● **Data for processing**:
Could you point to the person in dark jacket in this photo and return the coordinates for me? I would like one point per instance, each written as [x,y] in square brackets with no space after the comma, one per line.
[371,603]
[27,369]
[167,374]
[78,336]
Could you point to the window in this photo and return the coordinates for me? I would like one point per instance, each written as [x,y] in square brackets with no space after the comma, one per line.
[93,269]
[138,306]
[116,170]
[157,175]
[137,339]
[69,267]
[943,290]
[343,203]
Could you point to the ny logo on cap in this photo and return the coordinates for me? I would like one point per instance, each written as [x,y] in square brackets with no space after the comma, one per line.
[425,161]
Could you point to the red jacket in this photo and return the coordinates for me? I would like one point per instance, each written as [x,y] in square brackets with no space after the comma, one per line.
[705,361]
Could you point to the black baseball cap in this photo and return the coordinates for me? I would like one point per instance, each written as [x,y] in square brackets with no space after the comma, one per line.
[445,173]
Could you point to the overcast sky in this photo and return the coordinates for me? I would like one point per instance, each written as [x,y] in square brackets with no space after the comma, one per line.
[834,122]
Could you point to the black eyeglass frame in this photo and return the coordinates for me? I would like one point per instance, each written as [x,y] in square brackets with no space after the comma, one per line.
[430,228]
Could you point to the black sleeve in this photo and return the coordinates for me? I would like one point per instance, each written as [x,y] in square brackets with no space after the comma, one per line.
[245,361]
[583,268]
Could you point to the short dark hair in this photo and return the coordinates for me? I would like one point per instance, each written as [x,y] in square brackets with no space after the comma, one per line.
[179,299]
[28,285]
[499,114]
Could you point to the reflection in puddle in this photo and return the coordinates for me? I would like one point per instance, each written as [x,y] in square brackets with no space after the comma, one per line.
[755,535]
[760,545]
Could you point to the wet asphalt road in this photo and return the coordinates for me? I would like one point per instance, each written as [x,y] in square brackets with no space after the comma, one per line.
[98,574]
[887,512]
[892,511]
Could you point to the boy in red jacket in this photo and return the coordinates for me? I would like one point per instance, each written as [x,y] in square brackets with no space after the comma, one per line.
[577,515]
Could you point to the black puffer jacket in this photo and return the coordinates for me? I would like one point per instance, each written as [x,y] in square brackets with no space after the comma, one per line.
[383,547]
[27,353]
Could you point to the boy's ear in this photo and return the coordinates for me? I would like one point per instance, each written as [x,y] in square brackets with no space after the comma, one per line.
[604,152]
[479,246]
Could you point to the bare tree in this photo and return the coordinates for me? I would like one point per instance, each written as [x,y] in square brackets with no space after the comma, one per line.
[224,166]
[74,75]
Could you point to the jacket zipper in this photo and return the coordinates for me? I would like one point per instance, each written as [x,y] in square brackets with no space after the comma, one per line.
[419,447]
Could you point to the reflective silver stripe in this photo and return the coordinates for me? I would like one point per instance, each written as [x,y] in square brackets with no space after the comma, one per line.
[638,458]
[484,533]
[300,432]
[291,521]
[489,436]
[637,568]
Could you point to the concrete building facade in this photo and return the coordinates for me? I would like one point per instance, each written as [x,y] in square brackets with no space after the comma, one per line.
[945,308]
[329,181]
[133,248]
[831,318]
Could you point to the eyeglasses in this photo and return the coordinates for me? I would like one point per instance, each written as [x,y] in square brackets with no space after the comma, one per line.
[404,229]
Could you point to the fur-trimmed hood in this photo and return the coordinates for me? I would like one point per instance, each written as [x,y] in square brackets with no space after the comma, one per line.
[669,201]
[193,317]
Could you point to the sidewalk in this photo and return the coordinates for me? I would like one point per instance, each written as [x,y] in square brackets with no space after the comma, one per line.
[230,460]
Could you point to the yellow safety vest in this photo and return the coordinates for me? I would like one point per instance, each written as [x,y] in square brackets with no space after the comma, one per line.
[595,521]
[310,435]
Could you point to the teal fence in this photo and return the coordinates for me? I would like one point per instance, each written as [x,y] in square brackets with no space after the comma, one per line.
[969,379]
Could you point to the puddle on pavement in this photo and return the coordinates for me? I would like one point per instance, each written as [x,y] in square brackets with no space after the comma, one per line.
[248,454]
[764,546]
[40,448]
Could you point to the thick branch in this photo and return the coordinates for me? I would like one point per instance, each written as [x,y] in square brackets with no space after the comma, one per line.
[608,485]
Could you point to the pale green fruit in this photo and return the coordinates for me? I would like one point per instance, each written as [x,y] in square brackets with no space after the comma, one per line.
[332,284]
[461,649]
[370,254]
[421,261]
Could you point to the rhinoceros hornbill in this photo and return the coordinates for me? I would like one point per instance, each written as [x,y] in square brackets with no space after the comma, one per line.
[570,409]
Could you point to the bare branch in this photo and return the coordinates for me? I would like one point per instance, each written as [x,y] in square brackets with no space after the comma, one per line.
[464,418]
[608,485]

● **Instructions for the task**: Output the records above as a two-column CSV with the header instruction,coordinates and one row per record. Put each record's text and its answer in a single quoted field, replacing line breaks with spaces.

● **Answer below**:
instruction,coordinates
"Could you point to the person in dark jacket in this photo and return the coordinates for me? I would like one point per instance, each written as [x,y] in square brackets with no space after the comma, one per line.","[371,603] [27,369] [167,374] [78,336]"
"Could you point to the window in this photo and return the coordinates for me? I would like one point per instance, each written as [x,y] in square brackets with no space after the comma, one per line.","[93,269] [138,306] [116,170] [157,175] [137,339] [69,267] [943,290] [343,203]"
"Could you point to the ny logo on cap in this photo and return the coordinates for me? I would like one point per instance, each written as [x,y] in square brackets with no space after the comma, one per line.","[425,161]"
"Could you point to the red jacket in this photo and return the coordinates for me? I would like one point per instance, each written as [x,y] in square brackets with no space after the comma, one per line.","[705,361]"
"Could you point to the black baseball cap in this photo and return the coordinates for me? I would like one point per instance, each written as [x,y] in square brackets with no space after the comma, one per line.","[445,173]"
"Could you point to the overcast sky in this photo and return the coordinates for me? I would like one point per instance, each written as [x,y] in square brackets with no space after the comma, one per line.","[834,122]"
"Could you point to the black eyeglass frame in this photo and return the coordinates for me? I would like one point per instance, each written as [x,y] in square brackets with no space after the comma, one per line.","[430,228]"
"Could you point to the black sleeve in this photo and return the coordinates for me? I would like one point per instance, each written as [x,y] in square brackets with no space after the comma, one per line.","[245,361] [583,268]"
"Could you point to the short dark hair in this photo and return the coordinates for me? I would like one point per instance, each written as [x,y] in square brackets with no space after the comma, one per line.","[179,299] [28,285] [499,114]"
"Could you point to the reflection in puddle in this photo and return the coordinates for me? I would like one point per instance, each written as [x,y] in square brackets with no space after the comma, one per line.","[755,535] [760,545]"
"Could you point to the wet asphalt road in this photo and return the coordinates for me? I would like one point per instance, each written as [x,y] in square brackets with no space after the comma, one per line.","[98,574] [887,512] [892,511]"
"Could you point to the boy in red jacket in this photo and return the coordinates for me? I would like one point per instance, each written as [x,y] in square brackets with no space after the comma, one per line.","[577,515]"
"Could you point to the black puffer jacket in this photo and return the coordinates for me? I would like one point per instance, each written as [x,y] in square brackets with no space after the comma, one per line.","[383,547] [27,353]"
"Could you point to the boy's ear in this photo and return the coordinates for me? I would like one point per instance, each written as [x,y] in square brackets with no space after the comma, one per line.","[604,152] [479,246]"
"Could you point to the bare tree in this photo and return the coordinates for me? I would like one point per instance, each written as [x,y] in square brackets with no space after the comma, one per line.","[224,166] [74,75]"
"Could you point to the jacket zipper in this photo and return the coordinates for me? I would like one point per instance, each written as [x,y] in square brackets with no space after the comma, one per line.","[419,447]"
"Could you point to the reflective silver stripe in this photo and return the coordinates for me? I would like one point per instance, each written as [x,y] in square brackets with no space after the comma, one per line.","[638,458] [484,533] [300,432] [291,521] [489,436] [637,568]"
"Could you point to the concrete building facade in this photo and return the coordinates for me? I would like one point per instance, each written as [x,y] in square brackets with no space after the comma, one per line.","[945,308] [329,181] [133,248] [831,318]"
"Could you point to the eyeglasses in this photo and return the coordinates for me? I would like one point per instance, each written as [x,y] in square brackets with no space after the comma, one per line.","[404,229]"
"Could you point to the fur-trimmed hood in this photo and return the coordinates for me? I would like one point per instance, each written as [x,y] in square brackets with no space after the comma, one per line.","[669,201] [193,317]"
"Could you point to the sidewalk in this photo and return the coordinates for me? I would like one point per instance, each written as [x,y] in square brackets with no space after the comma, one per line.","[230,460]"
"Could you point to the yellow safety vest in this photo and return the coordinates for me? I would like one point per instance, each written as [x,y] in square brackets with no space after the comma, one per line.","[595,521] [310,435]"
"Could you point to the teal fence in this photo and return the coordinates for me? I would like one point per instance, each written as [x,y] in square brackets with no space after the comma, one per line.","[969,379]"
"Could you point to the puddle on pavement in this photo and return the coordinates for me? I would like one point per instance, each written as [x,y] in square brackets with no space after the comma, one per line.","[248,454] [764,546] [40,448]"
"Could you point to the thick branch in this photo and return the coordinates for me? I would like one point per instance, each written as [x,y] in square brackets with no space after the comma, one per line.","[608,485]"
"Could you point to the pale green fruit in this photo and return the coordinates for me? I would like one point per instance, each written as [x,y] in square brackets with no space after the comma, one per line.","[332,284] [461,649] [370,254] [421,261]"
"Could you point to the rhinoceros hornbill in this photo and return the coordinates for me? I would like one point per instance, each written as [x,y] in square brackets with no space after the comma, one per line.","[570,409]"
"Could you point to the bare branch in this photo and return the coordinates for me? I would like one point per instance, each written as [x,y] in square brackets with no space after the comma, one per line.","[464,418] [608,485]"